---- Excerpt to read

You write: “inscript2 I did not know about this one! Your link is related to a Red Hat package, and the links in their README are dead; do you know if there is a homepage? I'm going to make an official port for FreeBSD, that will solve the problem with Hindi.”

I don’t know of any other home page than:

https://releases.pagure.org/inscript2/

That work was done by Red Hat. I pinged the guy who did that today and asked him to get it upstreamed so it will be included in the next m17n-db release. Apparently he only did not yet upstream it because there were still problems with the inscript2 standard, apparently the Indian government was a bit slow in releasing the inscript2 standard. But now it seems mature enough and he said there is no reason against upstreaming it and he will do it soon.

In my ibus-typing-booster package for openSUSE, I just include that inscript2-20160423.tar.gz tar ball, see: https://build.opensuse.org/package/show/M17N/ibus-typing-booster As soon as this is included in a future release of m17n-db, I’ll remove that.

Of course ibus-typing-booster still works without that, but you can use only inscript and not inscript2 then for Indian languages.

mike-fabian avatar Jun 11 '18 20:06 mike-fabian

You wrote: “Did you install m17n from the ports or the packages? ATM they install version 1.7.0.”

I used “pkg install m17n-lib”, “pkg install m17n-db”, and “pkg install ibus-m17n”. This gave me the following versions:

ibus-m17n-1.3.4.16 m17n-db-1.7.0 m17n-lib-1.7.0_2

mike-fabian avatar Jun 11 '18 20:06 mike-fabian

What you write about the Korean settings in KDE looks like keyboard settings, it seems related to whether you use a "real" Korean keyboard which is almost like the US English keyboard but with some extra keys "Hanja/Hangul". If one uses a regular US English keyboard to write Korean, that should work fine but you probably have to choose to use one of the alternatives to the real "Hanja/Hangul" keys.

--------

§ Exercise tasks
a - List every package version that the thread excerpt about inscript2 reports getting from the pkg install commands.
b - Carry on the thread excerpt about inscript2 from its final sentence.

---- Source excerpt

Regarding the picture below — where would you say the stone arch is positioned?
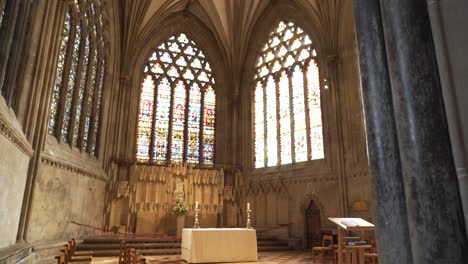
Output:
[239,1,334,174]
[122,12,232,164]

--------

§ Answers to the exercises
a -
ibus-m17n-1.3.4.16
m17n-db-1.7.0
m17n-lib-1.7.0_2

b -
This has nothing to do with the "ko-romaja" input method from m17n.

mike-fabian avatar Jun 11 '18 20:06 mike-fabian

Oops... I just noticed that after upgrading m17n-lib and m17n-db, I forgot to reinstall ibus-m17n! Now the problem with ibus list-engine is solved.

thierry-FreeBSD avatar Jun 11 '18 20:06 thierry-FreeBSD

Could you find anything which causes the problem? The Korean test case works fine for me on Fedora 28, so I guess this is a problem specific to FreeBSD.

mike-fabian avatar Jun 27 '18 07:06 mike-fabian

Yes, it is surely specific to FreeBSD. I have tried many things, without success for the moment. Besides this test, everything seems OK, and ibus-typing-booster is working fine. (sorry for the delay)

thierry-FreeBSD avatar Jul 01 '18 16:07 thierry-FreeBSD

The Korean test is the only one which is failing when doing

python3 m17n_translit.py

?

mike-fabian avatar Jul 01 '18 20:07 mike-fabian

Its output is:

**********************************************************************
File "m17n_translit.py", line 261, in __main__.Transliterator
Failed example:
    trans.transliterate(list('annyeonghaseyo'))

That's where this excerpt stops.